Your task: Which lines in the records below contain the word "brown"? Return each of them.

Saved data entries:
━━━━━━━━━━━━━━━━━━━━
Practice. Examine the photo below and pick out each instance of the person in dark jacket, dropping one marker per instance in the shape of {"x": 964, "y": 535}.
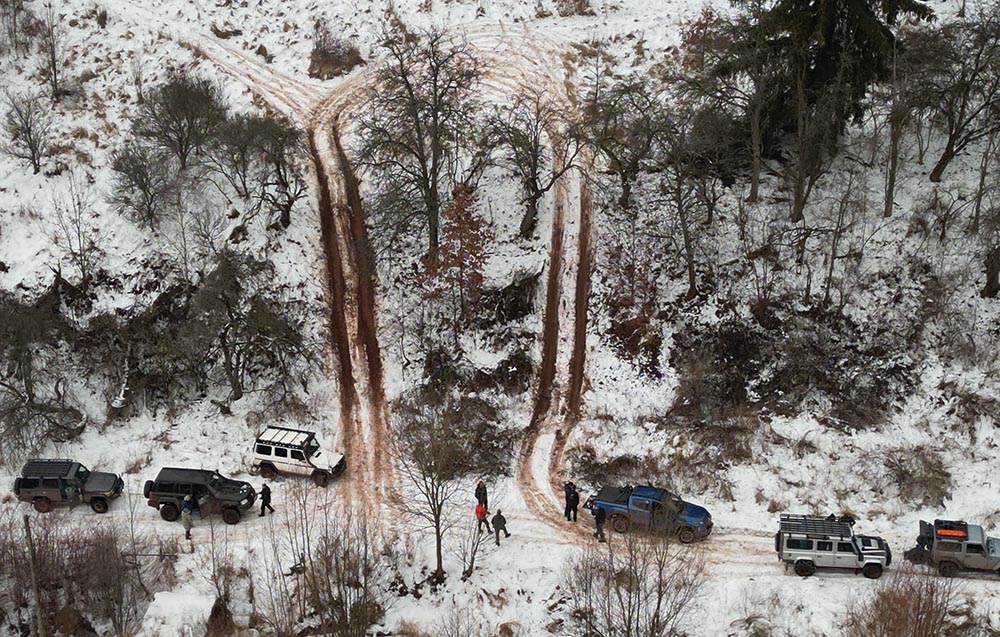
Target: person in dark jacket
{"x": 265, "y": 499}
{"x": 500, "y": 524}
{"x": 187, "y": 512}
{"x": 600, "y": 515}
{"x": 481, "y": 513}
{"x": 568, "y": 490}
{"x": 572, "y": 504}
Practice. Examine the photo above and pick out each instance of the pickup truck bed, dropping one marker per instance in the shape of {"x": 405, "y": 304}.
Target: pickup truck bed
{"x": 614, "y": 495}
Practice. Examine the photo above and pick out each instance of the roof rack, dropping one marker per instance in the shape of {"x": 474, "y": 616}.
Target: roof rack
{"x": 47, "y": 467}
{"x": 284, "y": 437}
{"x": 815, "y": 526}
{"x": 951, "y": 528}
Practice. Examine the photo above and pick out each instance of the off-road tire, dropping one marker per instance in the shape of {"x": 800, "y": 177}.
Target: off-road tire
{"x": 804, "y": 568}
{"x": 871, "y": 571}
{"x": 948, "y": 569}
{"x": 169, "y": 512}
{"x": 42, "y": 505}
{"x": 620, "y": 523}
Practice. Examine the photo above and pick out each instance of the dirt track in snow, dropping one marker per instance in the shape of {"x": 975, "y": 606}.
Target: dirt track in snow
{"x": 521, "y": 59}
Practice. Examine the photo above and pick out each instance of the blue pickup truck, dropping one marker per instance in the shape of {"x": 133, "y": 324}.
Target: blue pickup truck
{"x": 653, "y": 509}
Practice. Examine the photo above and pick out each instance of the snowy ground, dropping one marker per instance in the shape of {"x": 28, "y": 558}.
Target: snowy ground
{"x": 521, "y": 580}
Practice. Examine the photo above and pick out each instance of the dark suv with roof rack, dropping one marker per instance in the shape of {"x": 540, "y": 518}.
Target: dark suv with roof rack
{"x": 46, "y": 483}
{"x": 210, "y": 491}
{"x": 953, "y": 546}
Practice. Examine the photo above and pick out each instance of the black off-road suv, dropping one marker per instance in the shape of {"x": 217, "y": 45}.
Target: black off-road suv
{"x": 46, "y": 483}
{"x": 210, "y": 491}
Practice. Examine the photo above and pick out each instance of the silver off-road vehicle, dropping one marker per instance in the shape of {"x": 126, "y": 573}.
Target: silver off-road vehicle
{"x": 952, "y": 546}
{"x": 296, "y": 452}
{"x": 810, "y": 542}
{"x": 48, "y": 483}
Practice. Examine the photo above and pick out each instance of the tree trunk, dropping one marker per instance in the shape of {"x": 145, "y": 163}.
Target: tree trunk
{"x": 530, "y": 218}
{"x": 984, "y": 168}
{"x": 992, "y": 287}
{"x": 946, "y": 157}
{"x": 625, "y": 201}
{"x": 755, "y": 160}
{"x": 227, "y": 362}
{"x": 438, "y": 541}
{"x": 895, "y": 132}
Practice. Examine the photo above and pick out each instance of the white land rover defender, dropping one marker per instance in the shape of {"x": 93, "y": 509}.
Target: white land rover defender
{"x": 810, "y": 542}
{"x": 297, "y": 452}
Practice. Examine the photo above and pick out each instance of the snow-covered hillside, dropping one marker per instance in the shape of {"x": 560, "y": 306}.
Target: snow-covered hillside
{"x": 846, "y": 362}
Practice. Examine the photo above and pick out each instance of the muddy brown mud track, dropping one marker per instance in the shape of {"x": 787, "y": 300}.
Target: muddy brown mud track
━━━━━━━━━━━━━━━━━━━━
Solution:
Practice. Examine the photo above and pick out each instance of the muddy brown mud track, dropping one marker per instance in the shape of {"x": 787, "y": 300}.
Target: muddy brown mud track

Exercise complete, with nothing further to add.